* [What is asked]: Beginning at the line with "point_to MUST place one pin on each instance of the still", output each line to the end of the listing below exactly, please.

* [Information shown]:
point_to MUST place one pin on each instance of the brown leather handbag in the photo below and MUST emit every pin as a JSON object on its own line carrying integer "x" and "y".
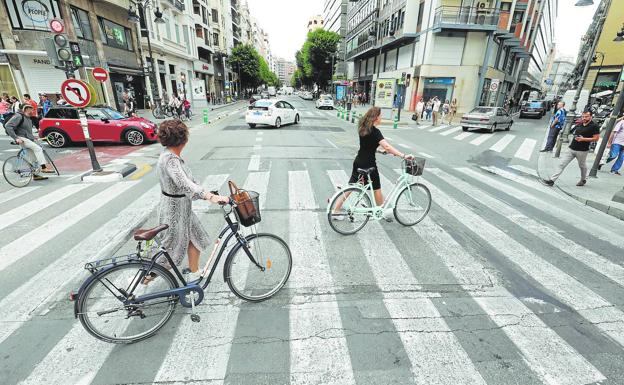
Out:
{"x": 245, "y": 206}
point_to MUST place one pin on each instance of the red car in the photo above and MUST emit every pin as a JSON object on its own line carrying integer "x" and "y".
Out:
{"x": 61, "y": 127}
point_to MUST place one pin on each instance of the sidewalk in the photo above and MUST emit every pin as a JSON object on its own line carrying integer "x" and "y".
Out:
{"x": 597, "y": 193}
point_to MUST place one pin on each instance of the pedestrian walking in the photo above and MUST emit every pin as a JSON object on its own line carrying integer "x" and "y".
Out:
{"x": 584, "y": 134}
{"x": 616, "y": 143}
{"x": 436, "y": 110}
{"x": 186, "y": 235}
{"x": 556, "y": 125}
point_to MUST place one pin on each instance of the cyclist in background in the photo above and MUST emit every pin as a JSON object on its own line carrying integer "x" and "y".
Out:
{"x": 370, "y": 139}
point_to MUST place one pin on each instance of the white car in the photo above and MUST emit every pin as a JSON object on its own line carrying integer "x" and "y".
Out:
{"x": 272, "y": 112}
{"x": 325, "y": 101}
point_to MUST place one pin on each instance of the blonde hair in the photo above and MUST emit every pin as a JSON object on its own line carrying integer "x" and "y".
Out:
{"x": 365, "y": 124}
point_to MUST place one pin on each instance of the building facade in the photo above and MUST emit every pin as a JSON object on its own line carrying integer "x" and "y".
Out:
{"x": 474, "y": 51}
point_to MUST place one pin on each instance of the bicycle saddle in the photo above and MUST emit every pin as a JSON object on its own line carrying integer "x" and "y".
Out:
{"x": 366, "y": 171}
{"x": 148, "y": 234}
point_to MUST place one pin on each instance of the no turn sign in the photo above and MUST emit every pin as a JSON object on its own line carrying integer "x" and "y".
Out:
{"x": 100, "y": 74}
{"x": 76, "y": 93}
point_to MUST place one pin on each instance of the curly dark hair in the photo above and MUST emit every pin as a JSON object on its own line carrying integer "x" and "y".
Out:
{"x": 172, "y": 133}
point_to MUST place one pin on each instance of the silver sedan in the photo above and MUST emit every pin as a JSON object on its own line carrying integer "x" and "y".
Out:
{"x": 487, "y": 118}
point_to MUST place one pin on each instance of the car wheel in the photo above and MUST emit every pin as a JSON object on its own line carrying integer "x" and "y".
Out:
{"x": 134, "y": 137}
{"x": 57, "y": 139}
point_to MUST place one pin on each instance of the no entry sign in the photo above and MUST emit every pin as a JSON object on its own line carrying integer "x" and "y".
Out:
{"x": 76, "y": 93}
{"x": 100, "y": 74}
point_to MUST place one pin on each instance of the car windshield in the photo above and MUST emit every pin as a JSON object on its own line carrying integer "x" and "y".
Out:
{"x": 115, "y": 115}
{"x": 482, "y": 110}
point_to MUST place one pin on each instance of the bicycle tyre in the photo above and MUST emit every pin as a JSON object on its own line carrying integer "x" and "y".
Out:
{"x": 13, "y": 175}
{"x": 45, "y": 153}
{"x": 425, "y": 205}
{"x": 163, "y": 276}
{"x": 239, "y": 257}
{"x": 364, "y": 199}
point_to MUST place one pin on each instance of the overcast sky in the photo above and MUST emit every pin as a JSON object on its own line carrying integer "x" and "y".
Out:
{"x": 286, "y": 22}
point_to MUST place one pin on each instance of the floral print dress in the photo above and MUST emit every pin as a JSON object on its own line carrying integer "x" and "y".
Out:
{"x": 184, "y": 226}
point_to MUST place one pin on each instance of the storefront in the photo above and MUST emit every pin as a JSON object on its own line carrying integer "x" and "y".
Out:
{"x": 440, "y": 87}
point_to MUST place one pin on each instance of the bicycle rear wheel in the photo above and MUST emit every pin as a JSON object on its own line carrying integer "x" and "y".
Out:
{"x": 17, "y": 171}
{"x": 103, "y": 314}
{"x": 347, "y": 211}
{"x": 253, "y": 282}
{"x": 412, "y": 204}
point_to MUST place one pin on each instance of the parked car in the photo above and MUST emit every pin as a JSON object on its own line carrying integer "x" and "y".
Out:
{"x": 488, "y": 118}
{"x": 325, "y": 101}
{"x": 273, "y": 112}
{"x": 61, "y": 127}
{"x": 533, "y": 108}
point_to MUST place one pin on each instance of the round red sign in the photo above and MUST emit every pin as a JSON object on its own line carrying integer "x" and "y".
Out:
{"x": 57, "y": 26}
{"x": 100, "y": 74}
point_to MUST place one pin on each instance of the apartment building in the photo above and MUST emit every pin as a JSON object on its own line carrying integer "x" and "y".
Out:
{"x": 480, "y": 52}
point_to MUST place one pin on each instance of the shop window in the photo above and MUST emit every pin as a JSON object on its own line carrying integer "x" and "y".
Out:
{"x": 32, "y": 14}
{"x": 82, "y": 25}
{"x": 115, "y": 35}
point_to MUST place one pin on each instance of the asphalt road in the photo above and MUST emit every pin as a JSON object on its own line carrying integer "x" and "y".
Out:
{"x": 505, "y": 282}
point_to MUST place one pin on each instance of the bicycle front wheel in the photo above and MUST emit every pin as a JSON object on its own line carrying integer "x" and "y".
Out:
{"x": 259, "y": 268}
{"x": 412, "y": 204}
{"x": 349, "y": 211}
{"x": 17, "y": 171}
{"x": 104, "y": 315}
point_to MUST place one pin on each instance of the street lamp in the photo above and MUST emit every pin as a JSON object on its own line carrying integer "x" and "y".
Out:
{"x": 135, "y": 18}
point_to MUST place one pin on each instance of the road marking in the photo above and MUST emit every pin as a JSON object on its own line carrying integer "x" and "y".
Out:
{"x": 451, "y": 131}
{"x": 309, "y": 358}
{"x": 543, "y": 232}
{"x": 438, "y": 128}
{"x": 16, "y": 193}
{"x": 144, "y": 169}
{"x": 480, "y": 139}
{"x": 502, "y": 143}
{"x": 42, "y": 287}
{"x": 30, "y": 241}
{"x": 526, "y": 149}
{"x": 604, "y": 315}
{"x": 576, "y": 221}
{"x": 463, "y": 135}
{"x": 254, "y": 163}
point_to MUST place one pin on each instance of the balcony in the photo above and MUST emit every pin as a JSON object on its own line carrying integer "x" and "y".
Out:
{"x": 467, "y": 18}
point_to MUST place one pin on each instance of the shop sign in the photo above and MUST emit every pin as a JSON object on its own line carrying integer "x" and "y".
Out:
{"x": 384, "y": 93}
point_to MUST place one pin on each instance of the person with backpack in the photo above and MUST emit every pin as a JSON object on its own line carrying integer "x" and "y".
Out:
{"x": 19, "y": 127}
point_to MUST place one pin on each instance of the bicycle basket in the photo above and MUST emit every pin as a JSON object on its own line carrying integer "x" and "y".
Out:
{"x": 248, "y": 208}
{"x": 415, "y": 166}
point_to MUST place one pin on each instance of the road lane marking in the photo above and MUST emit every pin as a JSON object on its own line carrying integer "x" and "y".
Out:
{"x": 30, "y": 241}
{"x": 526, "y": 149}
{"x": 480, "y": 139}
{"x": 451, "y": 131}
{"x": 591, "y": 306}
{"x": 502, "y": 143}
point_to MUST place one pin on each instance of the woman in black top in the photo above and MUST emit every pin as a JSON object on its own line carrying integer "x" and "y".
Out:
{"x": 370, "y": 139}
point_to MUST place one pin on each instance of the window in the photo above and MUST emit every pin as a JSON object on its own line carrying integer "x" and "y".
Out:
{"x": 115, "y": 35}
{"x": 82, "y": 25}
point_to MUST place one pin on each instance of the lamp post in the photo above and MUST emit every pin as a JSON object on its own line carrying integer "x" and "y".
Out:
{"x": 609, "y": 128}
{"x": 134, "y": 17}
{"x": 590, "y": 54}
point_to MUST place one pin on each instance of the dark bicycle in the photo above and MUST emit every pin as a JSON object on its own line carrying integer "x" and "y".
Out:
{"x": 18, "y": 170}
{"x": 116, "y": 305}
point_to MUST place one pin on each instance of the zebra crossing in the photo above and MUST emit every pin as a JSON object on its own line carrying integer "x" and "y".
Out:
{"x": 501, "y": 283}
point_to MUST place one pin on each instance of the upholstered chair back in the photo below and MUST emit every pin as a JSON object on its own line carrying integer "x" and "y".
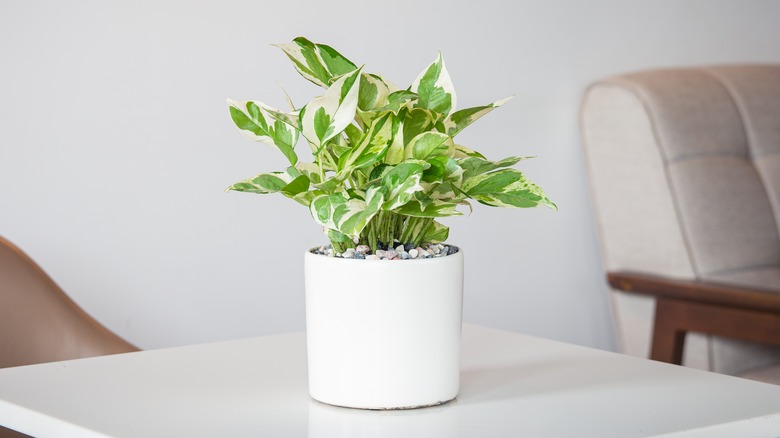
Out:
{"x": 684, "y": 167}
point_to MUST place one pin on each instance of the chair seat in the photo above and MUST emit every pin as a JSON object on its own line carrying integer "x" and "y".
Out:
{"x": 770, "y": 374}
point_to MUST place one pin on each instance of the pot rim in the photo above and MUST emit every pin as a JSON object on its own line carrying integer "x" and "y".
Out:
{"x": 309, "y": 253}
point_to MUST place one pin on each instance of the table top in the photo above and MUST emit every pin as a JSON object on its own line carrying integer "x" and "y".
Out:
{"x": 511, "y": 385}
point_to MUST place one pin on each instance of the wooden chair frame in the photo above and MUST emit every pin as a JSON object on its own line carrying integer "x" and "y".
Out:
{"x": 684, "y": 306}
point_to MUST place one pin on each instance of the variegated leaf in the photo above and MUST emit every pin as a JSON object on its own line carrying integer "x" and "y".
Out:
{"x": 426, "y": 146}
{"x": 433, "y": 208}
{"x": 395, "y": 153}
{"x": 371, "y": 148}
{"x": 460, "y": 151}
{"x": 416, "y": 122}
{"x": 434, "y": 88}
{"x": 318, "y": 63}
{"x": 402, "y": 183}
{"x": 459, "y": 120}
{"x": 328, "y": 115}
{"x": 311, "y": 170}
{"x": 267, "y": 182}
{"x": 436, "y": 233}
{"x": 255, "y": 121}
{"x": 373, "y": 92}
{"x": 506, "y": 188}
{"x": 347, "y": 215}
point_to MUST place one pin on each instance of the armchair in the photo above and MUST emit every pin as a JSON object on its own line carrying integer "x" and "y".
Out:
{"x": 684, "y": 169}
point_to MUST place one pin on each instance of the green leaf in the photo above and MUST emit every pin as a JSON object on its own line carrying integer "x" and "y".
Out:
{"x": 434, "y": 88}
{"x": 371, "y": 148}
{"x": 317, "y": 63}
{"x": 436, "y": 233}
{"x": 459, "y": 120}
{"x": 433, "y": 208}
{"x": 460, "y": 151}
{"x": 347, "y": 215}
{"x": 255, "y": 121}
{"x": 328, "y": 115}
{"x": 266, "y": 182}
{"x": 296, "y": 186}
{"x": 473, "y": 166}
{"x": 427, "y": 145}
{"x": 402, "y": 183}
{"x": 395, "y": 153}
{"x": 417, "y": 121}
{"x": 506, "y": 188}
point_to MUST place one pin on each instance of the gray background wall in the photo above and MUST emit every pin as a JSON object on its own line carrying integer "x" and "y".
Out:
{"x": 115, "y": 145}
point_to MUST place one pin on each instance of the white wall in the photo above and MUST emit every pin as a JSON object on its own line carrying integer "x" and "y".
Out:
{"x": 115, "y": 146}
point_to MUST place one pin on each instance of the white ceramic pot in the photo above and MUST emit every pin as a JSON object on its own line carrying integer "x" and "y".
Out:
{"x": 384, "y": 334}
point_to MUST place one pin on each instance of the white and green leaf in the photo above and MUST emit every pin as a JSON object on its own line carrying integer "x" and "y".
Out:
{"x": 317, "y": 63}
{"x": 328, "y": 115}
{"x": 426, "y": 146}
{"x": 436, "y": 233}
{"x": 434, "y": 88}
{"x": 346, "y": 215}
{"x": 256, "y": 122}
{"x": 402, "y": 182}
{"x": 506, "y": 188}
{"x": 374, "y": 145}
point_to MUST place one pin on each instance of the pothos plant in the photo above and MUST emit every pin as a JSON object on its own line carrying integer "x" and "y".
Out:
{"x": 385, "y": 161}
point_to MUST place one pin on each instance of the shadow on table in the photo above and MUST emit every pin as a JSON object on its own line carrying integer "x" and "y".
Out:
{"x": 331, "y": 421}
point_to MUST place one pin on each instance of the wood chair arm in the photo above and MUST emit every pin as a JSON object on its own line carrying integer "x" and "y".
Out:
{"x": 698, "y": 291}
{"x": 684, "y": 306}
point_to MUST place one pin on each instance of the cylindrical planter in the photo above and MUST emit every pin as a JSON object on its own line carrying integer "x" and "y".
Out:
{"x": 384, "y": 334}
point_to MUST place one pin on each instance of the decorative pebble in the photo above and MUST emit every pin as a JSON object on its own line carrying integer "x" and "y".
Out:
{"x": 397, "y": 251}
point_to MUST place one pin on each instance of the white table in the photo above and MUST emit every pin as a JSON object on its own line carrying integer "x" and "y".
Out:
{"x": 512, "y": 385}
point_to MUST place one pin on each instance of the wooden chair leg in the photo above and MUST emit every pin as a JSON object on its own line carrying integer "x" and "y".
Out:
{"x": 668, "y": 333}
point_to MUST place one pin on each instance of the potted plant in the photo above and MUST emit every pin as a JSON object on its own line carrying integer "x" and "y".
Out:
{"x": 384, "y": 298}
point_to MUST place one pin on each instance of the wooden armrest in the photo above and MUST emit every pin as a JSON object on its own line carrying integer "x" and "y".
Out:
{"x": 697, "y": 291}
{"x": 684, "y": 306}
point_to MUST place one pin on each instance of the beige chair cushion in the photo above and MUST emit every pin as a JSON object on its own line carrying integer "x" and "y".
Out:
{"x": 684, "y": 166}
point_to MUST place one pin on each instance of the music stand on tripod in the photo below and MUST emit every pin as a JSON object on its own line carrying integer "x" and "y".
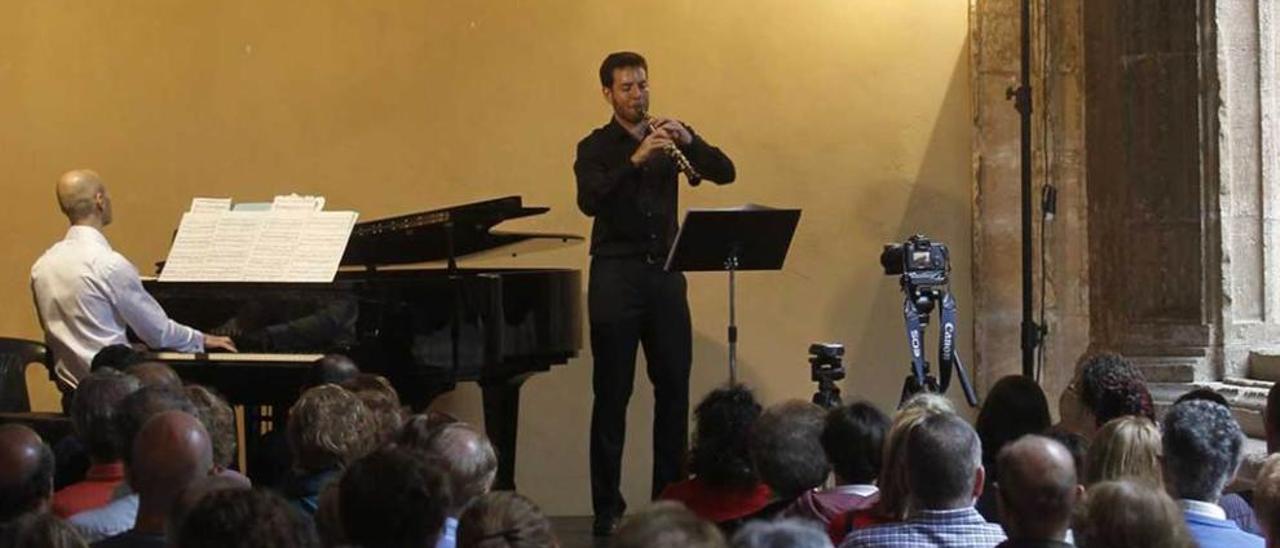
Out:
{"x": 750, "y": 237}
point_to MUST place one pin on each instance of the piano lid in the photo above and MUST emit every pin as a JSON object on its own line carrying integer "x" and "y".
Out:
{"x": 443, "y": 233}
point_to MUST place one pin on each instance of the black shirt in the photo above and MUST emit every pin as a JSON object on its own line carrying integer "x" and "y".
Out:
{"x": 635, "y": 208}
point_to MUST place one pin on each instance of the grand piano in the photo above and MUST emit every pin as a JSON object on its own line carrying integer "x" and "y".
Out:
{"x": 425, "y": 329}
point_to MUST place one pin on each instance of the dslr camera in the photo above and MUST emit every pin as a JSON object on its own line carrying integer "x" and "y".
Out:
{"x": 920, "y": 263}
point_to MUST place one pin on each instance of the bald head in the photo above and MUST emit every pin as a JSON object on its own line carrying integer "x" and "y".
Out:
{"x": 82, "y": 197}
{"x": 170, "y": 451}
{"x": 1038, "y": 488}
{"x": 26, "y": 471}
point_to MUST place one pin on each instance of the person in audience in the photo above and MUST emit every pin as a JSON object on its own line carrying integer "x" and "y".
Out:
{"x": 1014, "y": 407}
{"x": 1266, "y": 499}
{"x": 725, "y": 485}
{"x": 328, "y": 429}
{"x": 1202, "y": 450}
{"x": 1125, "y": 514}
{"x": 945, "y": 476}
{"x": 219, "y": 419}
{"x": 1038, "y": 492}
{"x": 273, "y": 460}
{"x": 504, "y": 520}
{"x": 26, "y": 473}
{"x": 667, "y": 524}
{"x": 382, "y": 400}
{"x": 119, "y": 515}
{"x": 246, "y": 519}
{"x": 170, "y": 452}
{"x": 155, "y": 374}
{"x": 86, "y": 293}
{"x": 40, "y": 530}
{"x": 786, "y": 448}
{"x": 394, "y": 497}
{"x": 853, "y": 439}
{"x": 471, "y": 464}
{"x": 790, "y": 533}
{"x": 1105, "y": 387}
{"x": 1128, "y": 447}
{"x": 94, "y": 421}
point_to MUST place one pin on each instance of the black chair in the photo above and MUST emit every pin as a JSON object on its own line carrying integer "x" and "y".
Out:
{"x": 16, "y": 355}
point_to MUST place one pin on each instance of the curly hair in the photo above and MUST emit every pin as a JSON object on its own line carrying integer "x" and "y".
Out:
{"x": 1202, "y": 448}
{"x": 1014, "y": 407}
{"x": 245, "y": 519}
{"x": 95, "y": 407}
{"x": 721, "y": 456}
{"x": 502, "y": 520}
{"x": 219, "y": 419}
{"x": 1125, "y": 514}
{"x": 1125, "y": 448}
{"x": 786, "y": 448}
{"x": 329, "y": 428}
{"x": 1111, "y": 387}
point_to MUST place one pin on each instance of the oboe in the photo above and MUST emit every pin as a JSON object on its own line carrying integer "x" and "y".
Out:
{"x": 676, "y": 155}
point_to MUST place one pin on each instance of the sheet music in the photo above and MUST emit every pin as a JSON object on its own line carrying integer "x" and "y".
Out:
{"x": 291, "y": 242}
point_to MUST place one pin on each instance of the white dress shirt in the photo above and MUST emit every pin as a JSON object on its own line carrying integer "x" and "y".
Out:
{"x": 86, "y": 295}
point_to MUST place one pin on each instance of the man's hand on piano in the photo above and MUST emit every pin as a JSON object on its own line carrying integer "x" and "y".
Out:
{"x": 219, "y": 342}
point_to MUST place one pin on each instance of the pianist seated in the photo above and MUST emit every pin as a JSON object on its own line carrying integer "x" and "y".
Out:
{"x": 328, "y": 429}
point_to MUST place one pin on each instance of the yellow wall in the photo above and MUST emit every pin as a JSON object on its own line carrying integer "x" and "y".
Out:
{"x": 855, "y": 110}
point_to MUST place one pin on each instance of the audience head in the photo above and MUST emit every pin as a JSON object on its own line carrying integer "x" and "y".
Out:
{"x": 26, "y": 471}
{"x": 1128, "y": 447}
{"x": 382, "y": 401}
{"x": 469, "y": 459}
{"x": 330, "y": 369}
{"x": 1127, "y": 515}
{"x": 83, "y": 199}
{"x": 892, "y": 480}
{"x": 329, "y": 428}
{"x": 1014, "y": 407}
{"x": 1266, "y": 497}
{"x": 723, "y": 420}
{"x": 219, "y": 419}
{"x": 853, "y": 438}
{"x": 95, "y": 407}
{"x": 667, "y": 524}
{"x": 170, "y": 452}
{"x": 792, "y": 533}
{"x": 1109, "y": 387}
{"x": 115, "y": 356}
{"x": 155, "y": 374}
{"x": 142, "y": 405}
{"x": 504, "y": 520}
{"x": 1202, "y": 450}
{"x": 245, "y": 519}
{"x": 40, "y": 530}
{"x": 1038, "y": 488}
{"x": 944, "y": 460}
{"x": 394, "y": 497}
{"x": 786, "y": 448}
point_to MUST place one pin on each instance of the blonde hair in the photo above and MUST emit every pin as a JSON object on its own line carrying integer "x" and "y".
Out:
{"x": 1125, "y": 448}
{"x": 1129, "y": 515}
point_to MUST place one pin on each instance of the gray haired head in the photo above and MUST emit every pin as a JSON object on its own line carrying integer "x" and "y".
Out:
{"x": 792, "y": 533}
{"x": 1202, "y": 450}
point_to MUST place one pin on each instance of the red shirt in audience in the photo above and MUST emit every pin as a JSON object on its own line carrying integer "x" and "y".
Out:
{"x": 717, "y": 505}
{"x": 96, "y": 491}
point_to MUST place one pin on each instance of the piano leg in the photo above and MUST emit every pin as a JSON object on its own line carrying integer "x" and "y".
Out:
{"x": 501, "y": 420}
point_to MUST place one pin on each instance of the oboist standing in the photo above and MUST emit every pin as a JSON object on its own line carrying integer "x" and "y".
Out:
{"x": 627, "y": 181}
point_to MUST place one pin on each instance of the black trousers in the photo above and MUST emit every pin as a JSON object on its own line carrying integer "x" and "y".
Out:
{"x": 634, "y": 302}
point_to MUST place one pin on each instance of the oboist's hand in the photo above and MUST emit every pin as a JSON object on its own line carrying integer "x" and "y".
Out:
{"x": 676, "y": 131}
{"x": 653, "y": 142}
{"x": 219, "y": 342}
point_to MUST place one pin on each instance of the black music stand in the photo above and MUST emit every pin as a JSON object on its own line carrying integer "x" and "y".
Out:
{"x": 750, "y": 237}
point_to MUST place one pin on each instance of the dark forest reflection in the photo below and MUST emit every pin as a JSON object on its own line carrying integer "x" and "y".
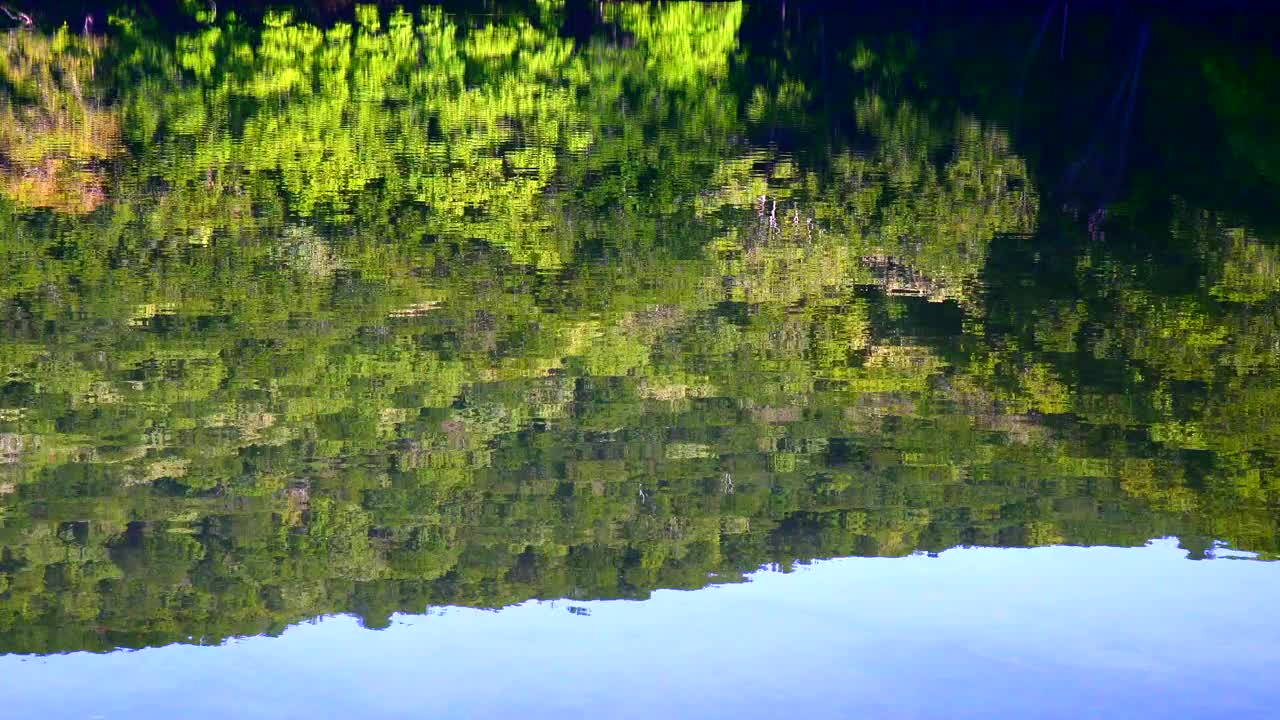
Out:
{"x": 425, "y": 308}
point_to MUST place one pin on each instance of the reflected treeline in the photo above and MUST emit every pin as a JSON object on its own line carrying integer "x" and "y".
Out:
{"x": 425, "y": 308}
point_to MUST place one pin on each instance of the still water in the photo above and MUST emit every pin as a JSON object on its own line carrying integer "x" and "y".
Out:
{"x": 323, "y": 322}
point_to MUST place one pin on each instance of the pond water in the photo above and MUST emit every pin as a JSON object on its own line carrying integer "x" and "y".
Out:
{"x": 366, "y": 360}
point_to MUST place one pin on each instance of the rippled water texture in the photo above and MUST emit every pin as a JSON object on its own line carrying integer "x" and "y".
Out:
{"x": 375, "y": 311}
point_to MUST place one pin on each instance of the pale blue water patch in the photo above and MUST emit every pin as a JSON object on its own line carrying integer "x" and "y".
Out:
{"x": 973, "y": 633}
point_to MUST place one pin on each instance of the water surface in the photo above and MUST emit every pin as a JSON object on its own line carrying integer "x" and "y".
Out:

* [Result of this exercise]:
point_to MUST place one pin on each instance of the still water in the photo above and MUST emit every pin as a JSON object on its own line carrying integer "x" and "y".
Out:
{"x": 323, "y": 322}
point_to MUST place one pin on each instance of the pond water in the photo above and MUST emit every pin as a JSON object on its own line carrying integer "x" and "y".
Out:
{"x": 366, "y": 360}
point_to MUST place one pin on each instance of the rippled water texture in the photo above and MUST emit every pin as a JSON object on its own line carrying integer "x" and "y".
Out:
{"x": 375, "y": 311}
point_to MUST place one pin on each instance of the pale blue water patch in the photo above and MUST emit every pin as a JSON object on its own line carrying integer "x" and "y".
Out:
{"x": 973, "y": 633}
point_to MUST place one pin on each instance of the water surface in the photo above and MUST emit every pin as a JSON object on its own line carrying integer "x" and "y".
Out:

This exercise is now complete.